• Stated exercise
Copy out the material below, from the line containing "Can you find the pasta" down to the end, with no changes.

══ Listing

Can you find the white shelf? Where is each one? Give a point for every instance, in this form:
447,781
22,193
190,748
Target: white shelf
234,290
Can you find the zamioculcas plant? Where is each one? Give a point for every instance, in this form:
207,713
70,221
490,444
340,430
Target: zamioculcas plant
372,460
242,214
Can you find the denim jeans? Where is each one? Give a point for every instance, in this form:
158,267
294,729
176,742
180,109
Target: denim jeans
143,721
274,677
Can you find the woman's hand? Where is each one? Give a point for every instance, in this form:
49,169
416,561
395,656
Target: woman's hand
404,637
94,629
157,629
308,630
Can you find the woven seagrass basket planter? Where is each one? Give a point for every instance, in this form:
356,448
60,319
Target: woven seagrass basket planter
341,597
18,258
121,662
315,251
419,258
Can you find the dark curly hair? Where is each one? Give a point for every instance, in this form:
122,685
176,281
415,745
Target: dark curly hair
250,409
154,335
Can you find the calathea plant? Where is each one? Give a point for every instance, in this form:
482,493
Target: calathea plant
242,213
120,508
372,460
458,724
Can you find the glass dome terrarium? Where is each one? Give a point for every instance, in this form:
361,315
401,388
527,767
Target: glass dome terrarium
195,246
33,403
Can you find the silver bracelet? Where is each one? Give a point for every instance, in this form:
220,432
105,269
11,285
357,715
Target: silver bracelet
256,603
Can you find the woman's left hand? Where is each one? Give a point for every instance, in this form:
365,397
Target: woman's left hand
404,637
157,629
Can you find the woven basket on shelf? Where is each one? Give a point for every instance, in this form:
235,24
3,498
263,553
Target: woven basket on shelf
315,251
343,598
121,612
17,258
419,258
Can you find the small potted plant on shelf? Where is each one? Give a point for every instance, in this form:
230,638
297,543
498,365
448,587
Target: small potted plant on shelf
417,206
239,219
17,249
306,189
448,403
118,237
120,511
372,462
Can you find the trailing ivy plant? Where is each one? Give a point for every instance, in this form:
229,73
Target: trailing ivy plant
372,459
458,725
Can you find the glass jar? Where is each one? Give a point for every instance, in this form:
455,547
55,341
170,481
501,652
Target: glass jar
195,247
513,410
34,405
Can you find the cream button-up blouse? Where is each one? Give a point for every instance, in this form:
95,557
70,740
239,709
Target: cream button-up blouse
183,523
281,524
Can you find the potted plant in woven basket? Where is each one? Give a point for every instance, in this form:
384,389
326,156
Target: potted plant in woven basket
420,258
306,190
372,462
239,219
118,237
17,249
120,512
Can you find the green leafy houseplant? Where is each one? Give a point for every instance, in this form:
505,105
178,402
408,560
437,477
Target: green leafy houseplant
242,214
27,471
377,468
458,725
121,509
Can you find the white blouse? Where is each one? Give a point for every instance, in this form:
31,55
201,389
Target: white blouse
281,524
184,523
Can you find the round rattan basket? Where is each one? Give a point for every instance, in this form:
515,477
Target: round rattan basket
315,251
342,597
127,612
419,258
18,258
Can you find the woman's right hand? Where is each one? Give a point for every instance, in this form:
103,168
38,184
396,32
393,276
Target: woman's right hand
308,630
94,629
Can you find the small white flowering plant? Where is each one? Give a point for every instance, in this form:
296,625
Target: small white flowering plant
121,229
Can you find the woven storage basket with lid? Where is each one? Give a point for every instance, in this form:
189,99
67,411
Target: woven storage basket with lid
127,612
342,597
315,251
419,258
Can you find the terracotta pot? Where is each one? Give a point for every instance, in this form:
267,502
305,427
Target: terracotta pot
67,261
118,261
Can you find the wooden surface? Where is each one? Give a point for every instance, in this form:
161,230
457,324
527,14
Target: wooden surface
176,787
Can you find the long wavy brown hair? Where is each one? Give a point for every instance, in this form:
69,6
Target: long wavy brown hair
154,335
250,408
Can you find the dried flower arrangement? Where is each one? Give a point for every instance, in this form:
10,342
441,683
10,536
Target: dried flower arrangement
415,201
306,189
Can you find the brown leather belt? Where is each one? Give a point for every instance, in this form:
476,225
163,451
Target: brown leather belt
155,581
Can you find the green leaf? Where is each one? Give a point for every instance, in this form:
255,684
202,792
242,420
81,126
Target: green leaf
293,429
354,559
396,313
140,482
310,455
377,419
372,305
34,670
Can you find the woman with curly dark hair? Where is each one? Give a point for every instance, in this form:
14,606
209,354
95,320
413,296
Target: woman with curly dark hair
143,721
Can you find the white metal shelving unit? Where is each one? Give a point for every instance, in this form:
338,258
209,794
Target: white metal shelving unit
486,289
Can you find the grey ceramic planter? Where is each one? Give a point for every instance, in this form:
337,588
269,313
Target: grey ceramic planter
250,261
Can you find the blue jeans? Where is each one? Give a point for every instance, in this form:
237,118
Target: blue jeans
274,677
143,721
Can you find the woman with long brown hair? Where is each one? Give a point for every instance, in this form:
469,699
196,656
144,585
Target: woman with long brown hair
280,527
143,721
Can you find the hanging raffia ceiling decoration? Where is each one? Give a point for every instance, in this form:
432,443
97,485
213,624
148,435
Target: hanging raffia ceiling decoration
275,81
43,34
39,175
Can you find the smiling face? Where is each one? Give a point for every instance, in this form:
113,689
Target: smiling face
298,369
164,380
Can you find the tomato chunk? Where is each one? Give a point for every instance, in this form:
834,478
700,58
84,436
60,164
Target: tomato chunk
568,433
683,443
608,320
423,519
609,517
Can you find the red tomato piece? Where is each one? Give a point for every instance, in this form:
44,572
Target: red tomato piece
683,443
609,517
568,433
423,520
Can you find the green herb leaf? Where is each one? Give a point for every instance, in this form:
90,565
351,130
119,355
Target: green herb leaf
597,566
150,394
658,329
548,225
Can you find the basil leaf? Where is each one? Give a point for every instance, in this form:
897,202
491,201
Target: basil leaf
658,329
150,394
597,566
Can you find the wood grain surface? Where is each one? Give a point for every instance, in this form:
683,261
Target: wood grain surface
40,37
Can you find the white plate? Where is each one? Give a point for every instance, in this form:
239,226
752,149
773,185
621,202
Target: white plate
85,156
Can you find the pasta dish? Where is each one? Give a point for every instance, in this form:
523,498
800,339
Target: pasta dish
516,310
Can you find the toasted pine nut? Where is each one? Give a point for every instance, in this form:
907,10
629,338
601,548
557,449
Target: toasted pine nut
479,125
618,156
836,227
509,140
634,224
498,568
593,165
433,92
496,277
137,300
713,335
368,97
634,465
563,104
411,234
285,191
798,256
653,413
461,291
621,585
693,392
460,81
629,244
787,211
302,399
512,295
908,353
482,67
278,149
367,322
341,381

════

• Problem solution
Can you find the pasta dish? Where is each one? Give a point for every instance, in this form:
523,498
800,339
Target: pasta dish
516,310
Can you find the toasted pine nut? Where is each one? Give a point for every instance, in this form:
907,10
629,338
601,548
557,449
Target: toasted pine nut
479,125
618,156
836,227
509,140
634,224
498,568
593,165
433,92
496,277
137,300
713,335
368,97
634,465
563,104
411,234
285,191
798,256
653,413
461,291
621,585
693,392
460,81
629,244
787,211
302,399
512,295
908,353
482,67
278,149
367,322
341,381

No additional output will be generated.